YOUR OBJECTIVE: In the forum thread, replace "occipitalis" with "frontalis" and write out everything from "From memory it" down to "trying to contract the occipitalis." with that change.

TEXT PROVIDED:
════

Re: Long term scalp exerciser

Post by Andy » Wed Jun 21, 2017 5:03 am

From memory it took me 6 months to be able to contract the occipitalis. I would look in the mirror and think hard and visualise my occipitalis contracting, which is a difficult thing to do as it feels like hopeless guessing. But rest assured, it does happen eventually. The link from the brain to the occipitalis does not exist and needs to be created by thinking about it. More of a brain training exercise really, trying to contract the occipitalis.

I do also remember in my attempt at contracting the occipitalis, when I thought all hope was lost, I grabbed my scalp and moved it back and forwards with my hands for about 10 minutes. Funnily enough, shortly after this, I was able to contract the occipitalis.

NickSE
Posts: 35
Joined: Thu Sep 15, 2016 6:20 am

Re: Long term scalp exerciser

Post by NickSE » Tue Jul 18, 2017 4:23 am

Hey! Thanks for your testimonial. I've got a question for you: are you still taking the biotin supplement? If no, for how many months/years did you take it? I had a problem too with an acne medication, it might have hurt my hair the last year.

mickey
Posts: 52
Joined: Fri Jan 07, 2011 7:16 am

Re: Long term scalp exerciser

Post by mickey » Fri Jul 21, 2017 11:44 am

Hi Andy,

How long did it take before you could actually see your scalp move in the mirror? I can feel my scalp move by placing my fingers on the top of my scalp & trying to contract the occipitatis & also by trying to contract the frontalis (not at the same time0 but I can't see any movement in the mirror.

Andy
Posts: 5
Joined: Sat Jun 17, 2017 6:58 am

Re: Long term scalp exerciser

Post by Andy » Fri Jul 21, 2017 9:34 pm

NickSE wrote:
Tue Jul 18, 2017 4:23 am
Hey! Thanks for your testimonial. I've got a question for you: are you still taking the biotin supplement? If no, for how many months/years did you take it? I had a problem too with an acne medication, it might have hurt my hair the last year.
Hi nickse

I still take the bioten supplements and have been doing so for the last 10 years. I think this, along with the scalp exercise is a great combination.

Andy
Posts: 5
Joined: Sat Jun 17, 2017 6:58 am

Re: Long term scalp exerciser

Post by Andy » Fri Jul 21, 2017 9:41 pm

mickey wrote:
Fri Jul 21, 2017 11:44 am
Hi Andy,

How long did it take before you could actually see your scalp move in the mirror? I can feel my scalp move by placing my fingers on the top of my scalp & trying to contract the occipitatis & also by trying to contract the frontalis (not at the same time0 but I can't see any movement in the mirror.

════

(Data records)
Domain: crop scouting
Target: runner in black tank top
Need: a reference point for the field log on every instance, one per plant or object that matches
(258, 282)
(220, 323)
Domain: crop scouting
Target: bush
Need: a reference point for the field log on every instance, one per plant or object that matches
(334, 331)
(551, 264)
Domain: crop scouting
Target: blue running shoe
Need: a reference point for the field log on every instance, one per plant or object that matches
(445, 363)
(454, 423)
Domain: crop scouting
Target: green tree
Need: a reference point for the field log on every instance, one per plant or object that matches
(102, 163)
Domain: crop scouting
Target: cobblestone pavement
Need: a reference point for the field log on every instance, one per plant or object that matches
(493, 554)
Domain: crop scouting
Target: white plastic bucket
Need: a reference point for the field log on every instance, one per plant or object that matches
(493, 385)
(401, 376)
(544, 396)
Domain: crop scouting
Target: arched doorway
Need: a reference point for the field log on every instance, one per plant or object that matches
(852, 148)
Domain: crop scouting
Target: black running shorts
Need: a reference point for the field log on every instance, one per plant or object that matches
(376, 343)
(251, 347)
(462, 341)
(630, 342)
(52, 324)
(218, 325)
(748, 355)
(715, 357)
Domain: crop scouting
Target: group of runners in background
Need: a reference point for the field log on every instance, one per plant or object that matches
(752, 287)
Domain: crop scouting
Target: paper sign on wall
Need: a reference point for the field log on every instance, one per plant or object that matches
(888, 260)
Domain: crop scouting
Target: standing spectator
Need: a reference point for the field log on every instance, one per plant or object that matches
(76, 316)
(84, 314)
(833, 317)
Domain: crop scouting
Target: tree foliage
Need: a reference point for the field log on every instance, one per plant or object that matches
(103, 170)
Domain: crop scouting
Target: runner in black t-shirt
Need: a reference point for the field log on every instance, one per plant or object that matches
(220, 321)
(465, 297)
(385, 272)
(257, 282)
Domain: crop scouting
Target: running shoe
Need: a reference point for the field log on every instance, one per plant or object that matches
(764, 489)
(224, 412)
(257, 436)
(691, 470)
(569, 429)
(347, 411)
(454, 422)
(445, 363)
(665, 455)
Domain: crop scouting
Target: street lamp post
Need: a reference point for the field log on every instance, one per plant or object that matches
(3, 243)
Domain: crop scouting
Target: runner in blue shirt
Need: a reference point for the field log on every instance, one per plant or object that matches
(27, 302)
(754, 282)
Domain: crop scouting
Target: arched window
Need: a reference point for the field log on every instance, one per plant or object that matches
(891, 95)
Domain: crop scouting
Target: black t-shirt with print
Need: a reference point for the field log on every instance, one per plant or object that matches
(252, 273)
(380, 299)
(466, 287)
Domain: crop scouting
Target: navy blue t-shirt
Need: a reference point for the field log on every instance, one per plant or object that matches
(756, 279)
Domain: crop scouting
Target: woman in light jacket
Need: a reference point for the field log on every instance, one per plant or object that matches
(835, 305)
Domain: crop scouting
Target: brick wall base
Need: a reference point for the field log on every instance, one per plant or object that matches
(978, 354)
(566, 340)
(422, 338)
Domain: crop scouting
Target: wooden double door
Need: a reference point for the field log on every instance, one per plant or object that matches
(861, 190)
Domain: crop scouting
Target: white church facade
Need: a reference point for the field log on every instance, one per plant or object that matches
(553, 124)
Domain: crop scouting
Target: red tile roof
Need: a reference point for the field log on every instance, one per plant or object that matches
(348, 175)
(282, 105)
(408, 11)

════

WRITTEN RESPONSE:
From memory it took me 6 months to be able to contract the frontalis. I would look in the mirror and think hard and visualise my frontalis contracting, which is a difficult thing to do as it feels like hopeless guessing. But rest assured, it does happen eventually. The link from the brain to the frontalis does not exist and needs to be created by thinking about it. More of a brain training exercise really, trying to contract the frontalis.